▸ **Extracted text**:

The Society’s Mission to Reduce Cancer Health Disparities

Jun 23, 2014

ASCO undertakes new, expanded initiatives to combat disparities in care and improve outcomes for all

By Virginia Anderson, Senior Writer/Editor

Cancer health disparities is a term commonly used to describe differences in incidence, prevalence, mortality, and burden of cancer and adverse related conditions among specific population groups. ASCO is actively engaged in efforts to reduce disparities in cancer care and outcomes as part of its overall goal to advance access to and delivery of high-quality cancer care. To this end, the Society is committed to:

  • Advancing the education of the oncology community in the care of patients from underserved and/or minority populations;
  • Increasing the diversity of the clinical oncology workforce as a requisite to improving access to cancer care for the underserved;
  • Supporting research and the development of clinical cancer researchers in the area of health disparities;
  • Advocating for public policy that ensures access to cancer care for the underserved and that supports increased clinical cancer research in health disparities; and
  • Supporting programs to help eliminate health care disparities in cancer risk assessment and early detection.

As the oncology care community’s understanding of cancer health disparities has evolved and expanded, so, unfortunately, has the population of patients who are known to experience inequity in access to or receipt of cancer care. Furthermore, it has become clear that health disparities in general are intersectional, in that many of the people who do not have access to high-quality care belong to more than one marginalized group, adding layers of complications to an already complex issue.

Falling through the cracks 

Among the manifold causes of health disparities, socioeconomic status is a significant contributor. In the United States, despite the full implementation of the Affordable Care Act in 2014, tens of millions of people are uninsured or underinsured. Poverty is frequently associated with lower levels of education and lower health literacy (the ability to obtain and understand health care information for decision-making), which are also barriers to receiving high-quality medical care.

Race and ethnic background are perhaps the best-known factors in health disparities, supported by a large body of research. Some disparities may have a basis in biology; for example, even when controlling for other variables, highly aggressive forms of breast cancer are more common among black women compared with white women, and incidences of common cancers among Asian-Americans correlate with different countries of origin. Such biologic differences are likely to be further elucidated with continued advances in genomics and molecular medicine.

▸ **Supplied material**:
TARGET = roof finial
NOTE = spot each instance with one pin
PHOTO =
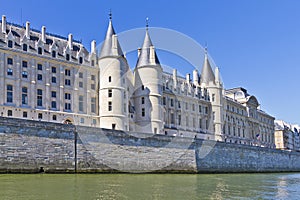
(147, 23)
(110, 14)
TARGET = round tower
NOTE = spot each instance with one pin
(113, 100)
(148, 92)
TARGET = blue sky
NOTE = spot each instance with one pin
(255, 43)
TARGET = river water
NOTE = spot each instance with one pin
(149, 186)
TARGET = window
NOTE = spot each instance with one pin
(9, 113)
(109, 93)
(39, 97)
(10, 61)
(109, 106)
(9, 72)
(24, 96)
(67, 72)
(93, 105)
(53, 94)
(25, 114)
(10, 43)
(40, 77)
(40, 51)
(53, 79)
(24, 64)
(9, 93)
(24, 47)
(67, 106)
(24, 74)
(80, 100)
(67, 82)
(67, 96)
(143, 100)
(53, 70)
(53, 104)
(40, 67)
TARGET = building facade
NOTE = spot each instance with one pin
(51, 78)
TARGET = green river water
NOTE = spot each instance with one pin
(149, 186)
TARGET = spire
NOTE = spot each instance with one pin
(207, 74)
(147, 55)
(110, 46)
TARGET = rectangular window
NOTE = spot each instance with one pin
(53, 79)
(109, 93)
(40, 77)
(39, 97)
(93, 105)
(67, 96)
(24, 96)
(53, 94)
(53, 104)
(67, 82)
(9, 93)
(67, 72)
(67, 106)
(24, 74)
(25, 114)
(53, 70)
(24, 64)
(9, 72)
(40, 67)
(80, 100)
(10, 61)
(109, 106)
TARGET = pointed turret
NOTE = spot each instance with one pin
(110, 46)
(207, 74)
(147, 54)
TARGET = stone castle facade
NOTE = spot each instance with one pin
(50, 78)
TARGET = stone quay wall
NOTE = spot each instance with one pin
(28, 146)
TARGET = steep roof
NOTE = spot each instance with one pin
(144, 57)
(207, 74)
(107, 48)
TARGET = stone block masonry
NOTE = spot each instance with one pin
(33, 146)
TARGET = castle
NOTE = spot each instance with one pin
(51, 78)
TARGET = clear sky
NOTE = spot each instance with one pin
(255, 43)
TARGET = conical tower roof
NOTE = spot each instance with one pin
(107, 48)
(145, 57)
(207, 74)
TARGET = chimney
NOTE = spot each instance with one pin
(3, 24)
(93, 47)
(195, 77)
(70, 41)
(44, 34)
(27, 33)
(188, 78)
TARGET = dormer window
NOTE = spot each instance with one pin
(25, 47)
(40, 50)
(10, 43)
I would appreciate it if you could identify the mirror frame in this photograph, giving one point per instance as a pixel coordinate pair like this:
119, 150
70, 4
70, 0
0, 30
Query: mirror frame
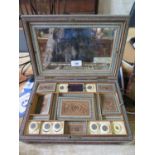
118, 22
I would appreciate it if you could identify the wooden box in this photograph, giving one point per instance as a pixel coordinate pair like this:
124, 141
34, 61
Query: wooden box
76, 97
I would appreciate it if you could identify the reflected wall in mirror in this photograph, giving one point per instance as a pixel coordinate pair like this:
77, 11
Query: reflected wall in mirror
60, 46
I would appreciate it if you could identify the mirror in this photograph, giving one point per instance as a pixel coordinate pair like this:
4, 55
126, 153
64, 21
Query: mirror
59, 47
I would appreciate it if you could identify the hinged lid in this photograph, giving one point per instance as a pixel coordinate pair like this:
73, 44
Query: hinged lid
76, 46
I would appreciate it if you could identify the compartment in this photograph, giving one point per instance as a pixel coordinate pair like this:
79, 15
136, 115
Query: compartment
41, 106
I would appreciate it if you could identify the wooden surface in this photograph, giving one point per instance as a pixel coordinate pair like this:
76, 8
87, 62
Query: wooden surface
55, 149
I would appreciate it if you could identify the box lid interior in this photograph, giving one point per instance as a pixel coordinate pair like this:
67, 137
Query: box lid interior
71, 46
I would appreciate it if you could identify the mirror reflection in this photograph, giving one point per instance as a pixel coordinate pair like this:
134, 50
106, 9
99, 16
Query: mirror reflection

▸ **Exercise**: From the article on cancer health disparities above, copy verbatim the stretch from "Race and ethnic" through "and molecular medicine.".

▸ **Answer to this task**:
Race and ethnic background are perhaps the best-known factors in health disparities, supported by a large body of research. Some disparities may have a basis in biology; for example, even when controlling for other variables, highly aggressive forms of breast cancer are more common among black women compared with white women, and incidences of common cancers among Asian-Americans correlate with different countries of origin. Such biologic differences are likely to be further elucidated with continued advances in genomics and molecular medicine.